[START OF STORED ROWS]

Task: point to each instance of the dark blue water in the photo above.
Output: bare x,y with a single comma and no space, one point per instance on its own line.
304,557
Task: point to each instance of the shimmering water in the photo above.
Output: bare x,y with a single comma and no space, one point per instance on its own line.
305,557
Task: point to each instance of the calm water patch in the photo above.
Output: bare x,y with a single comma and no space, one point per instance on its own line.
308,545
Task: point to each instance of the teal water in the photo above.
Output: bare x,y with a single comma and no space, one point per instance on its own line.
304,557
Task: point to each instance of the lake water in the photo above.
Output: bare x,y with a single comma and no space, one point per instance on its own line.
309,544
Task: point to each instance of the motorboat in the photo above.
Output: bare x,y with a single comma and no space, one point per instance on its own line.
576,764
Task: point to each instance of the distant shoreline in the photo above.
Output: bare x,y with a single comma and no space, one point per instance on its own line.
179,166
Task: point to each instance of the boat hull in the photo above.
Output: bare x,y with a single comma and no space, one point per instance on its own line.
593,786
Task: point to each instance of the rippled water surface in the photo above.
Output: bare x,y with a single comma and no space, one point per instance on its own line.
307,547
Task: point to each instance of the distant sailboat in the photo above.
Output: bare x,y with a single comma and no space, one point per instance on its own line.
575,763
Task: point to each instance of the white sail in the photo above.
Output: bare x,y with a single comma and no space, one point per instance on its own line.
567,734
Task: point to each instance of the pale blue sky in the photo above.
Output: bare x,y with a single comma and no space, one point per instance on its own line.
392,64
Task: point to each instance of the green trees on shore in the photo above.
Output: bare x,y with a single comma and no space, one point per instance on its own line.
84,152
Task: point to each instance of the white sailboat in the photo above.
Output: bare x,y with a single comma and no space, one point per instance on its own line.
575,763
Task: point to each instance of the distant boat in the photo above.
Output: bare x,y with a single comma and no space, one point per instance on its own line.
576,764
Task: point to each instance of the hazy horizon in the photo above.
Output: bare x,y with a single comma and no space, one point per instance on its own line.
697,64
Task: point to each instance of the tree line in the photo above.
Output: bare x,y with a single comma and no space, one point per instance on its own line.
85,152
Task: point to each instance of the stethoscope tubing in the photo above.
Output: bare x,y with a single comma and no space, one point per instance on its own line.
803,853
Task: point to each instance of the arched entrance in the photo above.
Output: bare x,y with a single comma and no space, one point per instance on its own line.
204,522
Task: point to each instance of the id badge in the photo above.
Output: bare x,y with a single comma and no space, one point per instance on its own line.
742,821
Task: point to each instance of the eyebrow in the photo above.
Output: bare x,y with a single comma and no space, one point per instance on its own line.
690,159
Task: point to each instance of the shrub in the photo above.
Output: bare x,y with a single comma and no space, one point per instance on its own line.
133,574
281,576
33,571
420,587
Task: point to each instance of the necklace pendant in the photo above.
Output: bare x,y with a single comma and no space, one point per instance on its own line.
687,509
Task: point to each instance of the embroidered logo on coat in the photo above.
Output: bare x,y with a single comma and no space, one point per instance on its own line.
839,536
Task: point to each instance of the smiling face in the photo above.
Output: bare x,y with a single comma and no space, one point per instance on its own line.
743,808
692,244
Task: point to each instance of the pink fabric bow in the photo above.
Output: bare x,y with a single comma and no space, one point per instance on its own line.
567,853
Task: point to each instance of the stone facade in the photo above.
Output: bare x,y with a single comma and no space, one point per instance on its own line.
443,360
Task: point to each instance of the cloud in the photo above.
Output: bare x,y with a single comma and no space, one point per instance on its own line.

[END OF STORED ROWS]

WRITTEN EXERCISE
Copy every one of the records above line for line, without altering a single character.

FULL SOLUTION
Task: point to each instance of the dark blue water in the photo above.
Output: bare x,y with a single comma and no space, one point per instance on its own line.
304,557
Task: point to each instance of the shimmering water in the photo above.
Output: bare x,y with a single comma and no space, one point per instance on its own line.
305,557
Task: point to each instance of the calm water patch in the photo above.
Output: bare x,y with a single comma and no space, one point per instance on its own line.
308,545
Task: point to each instance of the teal water in the photo above.
Output: bare x,y with a single comma and no space, one point per instance on its own line.
304,557
Task: point to each instance of the lake water in the photo above.
Output: bare x,y with a single comma and no space, one point per instance on its own line.
309,544
Task: point to each instance of the motorboat in the photo above.
Output: bare x,y with a single comma and no space, one point per instance on its own line.
576,764
Task: point to each instance of the distant shoreline in the photo above.
Output: bare x,y with a single comma and no space, one point per instance on its own line.
179,166
Task: point to each instance of the boat hull in the photo above.
Output: bare x,y with a single comma and no space, one point per instance on its own line.
593,786
Task: point to each instance of the rippled water surface in the photo above.
Output: bare x,y with a single comma and no space, one point per instance on its own line.
307,547
Task: point to each instance of the distant sailboat in the photo above.
Output: bare x,y with a single comma and no space, one point per instance on its own line.
575,763
Task: point to each instance of the white sail in the photo above.
Output: bare x,y with a single comma and no space, one point per instance on its own line.
567,734
Task: point to each instance of the pale blue sky in the photo above.
Output: bare x,y with a single comma and no space, one point per instance on its own line.
392,64
Task: point to each instance of the green trees on shore in the photo above.
Output: bare x,y with a single comma and no space, one point per instance on its own line.
84,152
Task: point to each instance of the white sailboat in the photo above.
Output: bare x,y with a single comma and no space, one point per instance on its own line.
575,763
Task: point to each instance of the distant boat in the photo above.
Output: bare x,y with a single comma and no space, one point per instance on its own line.
576,764
Task: point to each instance of the hazy horizon in the photo above.
Output: bare x,y with a single comma and no space, one point per instance on its own line.
697,64
Task: point to each instance of the tree line in the photo above.
Output: bare x,y with a single comma and no space, one point per instance on its own line.
85,152
Task: point to each instance of the stethoscope tubing in the photo above.
Output: bare x,y with a single comma and no space, one point per instance on its own line.
803,853
Task: point to each instance of the arched entrance in the photo above.
Output: bare x,y with a single comma and no space, one point per instance on its own line.
204,522
Task: point to each instance of the id badge in the photo above.
Output: bare x,y with a single comma and no space, one point per instance on its own line.
742,821
Task: point to each instance of the eyebrow in the photo above.
Output: bare x,y with a single comma and no space, one point per instance on its own line.
690,159
Task: point to each instance of the shrub in the photo above.
Output: bare x,y with a single comma and no space, one point per instance on its own line.
133,574
281,576
33,571
420,587
Task: point to each instance of the necklace pendant in the photo above.
Output: bare x,y with a single comma and no space, one point per instance on its own line.
687,509
Task: point to each instance of the embroidered logo on coat in the photo above.
Output: bare x,y with a single comma and no space, one point per instance on its own line.
839,536
Task: point to each instance of the smiling face in the photo above.
Output: bare x,y with a single comma and no space, one point per instance on its own line.
743,808
692,244
Task: point to each instance of the pink fabric bow in the photo above.
Output: bare x,y with a single comma and no space, one point per instance on its own line.
567,853
Task: point to each instance of the stone facade in the photo above.
Output: bare x,y with a single comma and no space, one point per instance on its own line.
443,360
Task: point to each instance of the cloud in the photo above.
Output: bare x,y with a single comma and no space, one point per instance on its own line.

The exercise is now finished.